◆ Actions to take:
1. Please edit the stretch from "The Vampyre (1819)" through "story is Polidori's." in the post on The Vampyre, replacing "physician" with "doctor".
2. Turn the paragraph of the post on The Vampyre that begins "John William Polidori" into a bulleted list that keeps its main facts.
3. According to the post on The Vampyre, who described the work as "the first story successfully to fuse the disparate elements of vampirism into a coherent literary genre"?
BEGIN Selected excerpt
Thursday, June 18, 2009

The Vampyre (1819)

John William Polidori (7 September 1795 – 24 August 1821) was
an Italian-English physician and writer, known for his associations
with the Romantic movement and credited by some as the creator
of the vampire genre of fantasy fiction. His most successful work
was the 1819 short story, The Vampyre, the first vampire story in
English. Although originally and erroneously accredited to Lord
Byron, both Byron and Polidori affirmed that the story is Polidori's.

"The Vampyre" is a short story written by Polidori and
is a progenitor of the romantic vampire genre of fantasy fiction.
The work is described by Christopher Frayling as "the first story
successfully to fuse the disparate elements of vampirism into a
coherent literary genre."
END Selected excerpt
BEGIN Source information
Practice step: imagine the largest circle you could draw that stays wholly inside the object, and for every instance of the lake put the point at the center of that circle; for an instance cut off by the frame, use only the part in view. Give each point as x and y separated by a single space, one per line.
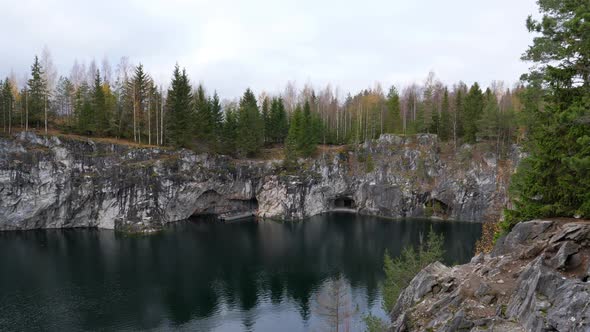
205 275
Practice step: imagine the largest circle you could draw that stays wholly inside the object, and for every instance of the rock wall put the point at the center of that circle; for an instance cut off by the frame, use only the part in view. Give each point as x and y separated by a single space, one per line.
537 278
54 182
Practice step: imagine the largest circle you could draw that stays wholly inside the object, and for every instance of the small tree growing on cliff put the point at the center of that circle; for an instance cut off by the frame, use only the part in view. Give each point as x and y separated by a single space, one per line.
334 305
401 270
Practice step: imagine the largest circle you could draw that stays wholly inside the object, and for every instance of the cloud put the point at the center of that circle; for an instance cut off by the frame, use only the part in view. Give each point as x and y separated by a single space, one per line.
231 45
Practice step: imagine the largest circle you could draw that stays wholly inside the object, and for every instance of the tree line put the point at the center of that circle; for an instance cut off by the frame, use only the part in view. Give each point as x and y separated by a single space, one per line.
130 105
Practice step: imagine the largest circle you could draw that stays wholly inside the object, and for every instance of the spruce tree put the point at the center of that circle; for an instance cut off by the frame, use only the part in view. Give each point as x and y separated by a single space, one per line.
306 142
37 94
393 122
279 125
179 111
266 119
472 111
216 120
230 131
554 179
445 118
250 126
293 142
101 116
203 122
END Source information
◆ Answers to the problems:
1.
The Vampyre (1819)

John William Polidori (7 September 1795 – 24 August 1821) was
an Italian-English doctor and writer, known for his associations
with the Romantic movement and credited by some as the creator
of the vampire genre of fantasy fiction. His most successful work
was the 1819 short story, The Vampyre, the first vampire story in
English. Although originally and erroneously accredited to Lord
Byron, both Byron and Polidori affirmed that the story is Polidori's.

2.
- John William Polidori (7 September 1795 – 24 August 1821) was an Italian-English physician and writer.
- He is known for his associations with the Romantic movement.
- Some credit him as the creator of the vampire genre of fantasy fiction.
- His most successful work was the 1819 short story The Vampyre, the first vampire story in English.
- The story was at first wrongly credited to Lord Byron, but both Byron and Polidori affirmed that it is Polidori's.

3. Christopher Frayling